Document section:

You are viewing a plain text version of this content. The canonical link for it is here.

Posted to user@hbase.apache.org by Venkatesh <vr...@aol.com> on 2011/05/13 04:21:10 UTC

mapreduce job failure

 Hi
Using hbase-0.20.6

mapreduce job started failing in the map phase (using hbase table as input for mapper)..(ran fine for a week or so starting with empty tables)..

task tracker log:


Task attempt_201105121141_0002_m_000452_0 failed to report status for 600 seconds. Killing

 
Region server log:

2011-05-12 18:27:39,919 INFO org.apache.hadoop.hbase.regionserver.HRegionServer: Scanner -7857209327501974146 lease expired

2011-05-12 18:28:29,716 ERROR org.apache.hadoop.hbase.regionserver.HRegionServer:org.apache.hadoop.hbase.UnknownScannerException: Name: -7857209327501974146
        at org.apache.hadoop.hbase.regionserver.HRegionServer.next(HRegionServer.java:1880)        at sun.reflect.GeneratedMethodAccessor5.invoke(Unknown Source)        at sun.reflect.DelegatingMethodAccessorImpl.invoke(DelegatingMethodAccessorImpl.java:25)
        at java.lang.reflect.Method.invoke(Method.java:597)
        at org.apache.hadoop.hbase.ipc.HBaseRPC$Server.call(HBaseRPC.java:657)
        at org.apache.hadoop.hbase.ipc.HBaseServer$Handler.run(HBaseServer.java:915)


2011-05-12 18:28:29,897 INFO org.apache.hadoop.ipc.HBaseServer: IPC Server handler 3 on 60020, call next(-78572093275019
74146, 1) from .....:35202: error: org.apache.hadoop.hbase.UnknownScannerException: Name: -7857209327501974146
org.apache.hadoop.hbase.UnknownScannerException: Name: -7857209327501974146
        at org.apache.hadoop.hbase.regionserver.HRegionServer.next(HRegionServer.java:1880)
        at sun.reflect.GeneratedMethodAccessor5.invoke(Unknown Source)
        at sun.reflect.DelegatingMethodAccessorImpl.invoke(DelegatingMethodAccessorImpl.java:25)        at java.lang.reflect.Method.invoke(Method.java:597)
        at org.apache.hadoop.hbase.ipc.HBaseRPC$Server.call(HBaseRPC.java:657)
        at org.apache.hadoop.hbase.ipc.HBaseServer$Handler.run(HBaseServer.java:915)

Material:

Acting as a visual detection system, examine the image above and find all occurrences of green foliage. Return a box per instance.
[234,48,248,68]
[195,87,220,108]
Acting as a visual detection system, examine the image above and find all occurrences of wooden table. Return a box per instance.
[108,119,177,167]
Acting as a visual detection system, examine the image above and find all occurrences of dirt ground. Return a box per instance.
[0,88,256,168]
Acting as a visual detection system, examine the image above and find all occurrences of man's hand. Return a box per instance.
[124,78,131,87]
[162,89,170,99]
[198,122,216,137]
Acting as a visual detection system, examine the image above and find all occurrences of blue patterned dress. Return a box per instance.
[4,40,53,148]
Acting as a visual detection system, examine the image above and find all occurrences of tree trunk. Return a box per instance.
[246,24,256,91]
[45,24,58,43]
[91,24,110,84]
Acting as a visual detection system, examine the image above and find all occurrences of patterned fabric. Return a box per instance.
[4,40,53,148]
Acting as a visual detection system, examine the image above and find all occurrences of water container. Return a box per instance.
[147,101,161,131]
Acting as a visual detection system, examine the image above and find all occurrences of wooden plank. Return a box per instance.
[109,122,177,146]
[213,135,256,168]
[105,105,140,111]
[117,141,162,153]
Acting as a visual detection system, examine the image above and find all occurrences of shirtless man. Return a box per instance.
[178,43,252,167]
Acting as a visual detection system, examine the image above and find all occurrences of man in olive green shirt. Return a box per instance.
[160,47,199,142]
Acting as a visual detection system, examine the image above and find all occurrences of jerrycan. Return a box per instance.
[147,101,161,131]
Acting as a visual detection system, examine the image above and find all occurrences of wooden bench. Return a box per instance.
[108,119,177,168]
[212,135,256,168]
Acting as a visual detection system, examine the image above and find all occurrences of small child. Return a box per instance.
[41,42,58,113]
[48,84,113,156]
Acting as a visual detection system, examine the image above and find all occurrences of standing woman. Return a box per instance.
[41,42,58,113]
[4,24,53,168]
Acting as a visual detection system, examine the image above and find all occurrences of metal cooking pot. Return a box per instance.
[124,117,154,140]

Exercise details: In the HBase job failure post, how long did the task attempt go without reporting status before it was killed? Answer from the HBase job failure post only, not from the listing.

Complete response: 600 seconds.